───── Records supplied ─────
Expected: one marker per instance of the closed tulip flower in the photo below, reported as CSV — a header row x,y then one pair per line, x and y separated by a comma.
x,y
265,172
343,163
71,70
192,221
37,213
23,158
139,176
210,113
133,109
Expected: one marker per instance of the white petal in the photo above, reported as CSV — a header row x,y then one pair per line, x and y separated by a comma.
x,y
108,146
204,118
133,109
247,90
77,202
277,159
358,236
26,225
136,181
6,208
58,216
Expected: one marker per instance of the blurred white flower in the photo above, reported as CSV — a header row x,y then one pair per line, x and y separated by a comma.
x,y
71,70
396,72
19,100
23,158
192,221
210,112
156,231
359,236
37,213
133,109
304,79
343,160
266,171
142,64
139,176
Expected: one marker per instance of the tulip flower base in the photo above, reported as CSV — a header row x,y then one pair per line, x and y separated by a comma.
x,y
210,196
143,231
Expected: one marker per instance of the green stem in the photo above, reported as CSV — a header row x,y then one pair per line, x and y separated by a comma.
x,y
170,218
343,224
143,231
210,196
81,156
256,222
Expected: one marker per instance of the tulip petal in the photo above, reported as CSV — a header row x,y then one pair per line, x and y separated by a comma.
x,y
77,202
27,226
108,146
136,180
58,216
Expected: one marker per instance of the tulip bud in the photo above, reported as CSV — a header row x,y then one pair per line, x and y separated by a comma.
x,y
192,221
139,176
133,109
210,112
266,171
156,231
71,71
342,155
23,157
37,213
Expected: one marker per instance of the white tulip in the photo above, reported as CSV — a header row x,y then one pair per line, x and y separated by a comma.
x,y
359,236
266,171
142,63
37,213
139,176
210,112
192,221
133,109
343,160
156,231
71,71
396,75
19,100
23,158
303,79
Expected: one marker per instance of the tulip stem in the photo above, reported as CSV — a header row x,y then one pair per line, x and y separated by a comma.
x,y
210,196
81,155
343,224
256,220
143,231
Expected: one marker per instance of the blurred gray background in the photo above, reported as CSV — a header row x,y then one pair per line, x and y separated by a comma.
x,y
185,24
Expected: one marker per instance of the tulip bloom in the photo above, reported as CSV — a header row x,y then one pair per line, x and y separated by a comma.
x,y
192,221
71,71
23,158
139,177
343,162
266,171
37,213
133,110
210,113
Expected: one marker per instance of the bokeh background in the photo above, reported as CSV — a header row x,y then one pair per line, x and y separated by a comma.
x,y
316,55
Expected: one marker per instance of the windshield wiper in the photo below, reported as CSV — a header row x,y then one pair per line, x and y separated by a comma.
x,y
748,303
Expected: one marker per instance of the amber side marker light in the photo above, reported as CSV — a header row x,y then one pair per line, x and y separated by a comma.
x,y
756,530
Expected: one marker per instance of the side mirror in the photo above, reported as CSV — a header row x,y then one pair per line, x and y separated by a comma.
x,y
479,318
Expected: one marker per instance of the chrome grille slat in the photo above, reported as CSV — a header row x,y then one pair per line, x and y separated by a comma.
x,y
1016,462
─────
Exercise description
Repeat the data in full, matching each line exactly.

Answer space
Expected: one marker per instance of the closed tulip flower in the photo below, reported as CSV — a header row x,y then one pair per line, x and y separated by a comma.
x,y
265,172
343,163
71,70
192,221
37,213
23,158
139,176
210,113
133,109
Expected: one marker per instance of the white petal in the photo above, reported as CSV — a header row x,y then one pair per line, x and y separated by a comma.
x,y
108,146
204,118
133,109
247,90
77,202
277,159
358,236
26,225
136,181
6,208
58,216
Expected: one marker per instance of the blurred white flower in the photo above, reported as CSV — a header row x,y then one pair per line, x and y separated by a comma.
x,y
71,70
396,72
19,100
23,158
192,221
210,112
156,231
359,236
37,213
133,109
304,79
343,160
266,171
142,64
139,176
Expected: one marker per instance of the tulip flower base in the photo above, reported as CSV — a header row x,y then one pair per line, x and y separated by a comma.
x,y
210,196
143,231
Expected: one marker per instance of the green stem in the photo above, reported as CSV — a header row x,y then one pair per line, x and y separated by a comma.
x,y
170,218
343,224
143,231
210,196
81,156
256,222
Expected: one marker per instance of the tulip petal in the photo above, reported as CSV — a header row x,y then one pair per line, x and y separated by a comma.
x,y
77,202
27,226
108,146
136,180
58,216
Expected: one marker per instance of the tulip bud in the photo above, reported as CSV — a header row x,y then one pair per line, x and y separated by a comma.
x,y
192,221
139,176
133,109
210,112
266,171
156,231
71,71
342,155
23,157
37,213
Expected: one marker per instance of the white tulip in the photo above, reported as CSV — a header row x,y then one pair per line, x and y separated by a comma.
x,y
359,236
266,171
142,63
37,213
139,176
210,112
192,221
133,109
343,160
156,231
71,71
396,75
19,100
23,158
303,79
Expected: one marker per instance of the tulip stem in the photo above, reported as CSV — a header row x,y then one pair per line, x and y separated by a comma.
x,y
210,196
81,155
343,224
256,220
143,231
Expected: one marker per instance of the blurred gray background in the photo above, reported as CSV — a header row x,y then one pair per line, x and y separated by a comma.
x,y
185,24
Expected: one marker per instance of the tulip bloom in the photo above, reported as CSV — a header row x,y then one pair per line, x and y separated by a comma.
x,y
192,221
71,71
23,158
139,177
343,162
266,171
37,213
133,110
210,113
Expected: one marker per instance of the bokeh background in the photo above, reported as CSV — a header row x,y then one pair per line, x and y separated by a comma.
x,y
316,55
Expected: one marker per instance of the windshield wiper in the photo below, reported as CSV — a header row x,y then one pair per line, x and y separated by a comma.
x,y
748,303
Expected: one marker per instance of the amber side marker light in the photo above, reported as CSV — a header row x,y then one pair per line, x and y separated by a comma.
x,y
756,530
Expected: one marker per instance of the side mirror in the photo above, reported as CSV — a header row x,y then one pair per line, x and y separated by a comma.
x,y
479,318
Expected: one marker per instance of the chrome grille slat in the photo above, reported as CSV — a header row x,y then one pair per line, x and y separated by a comma.
x,y
1016,462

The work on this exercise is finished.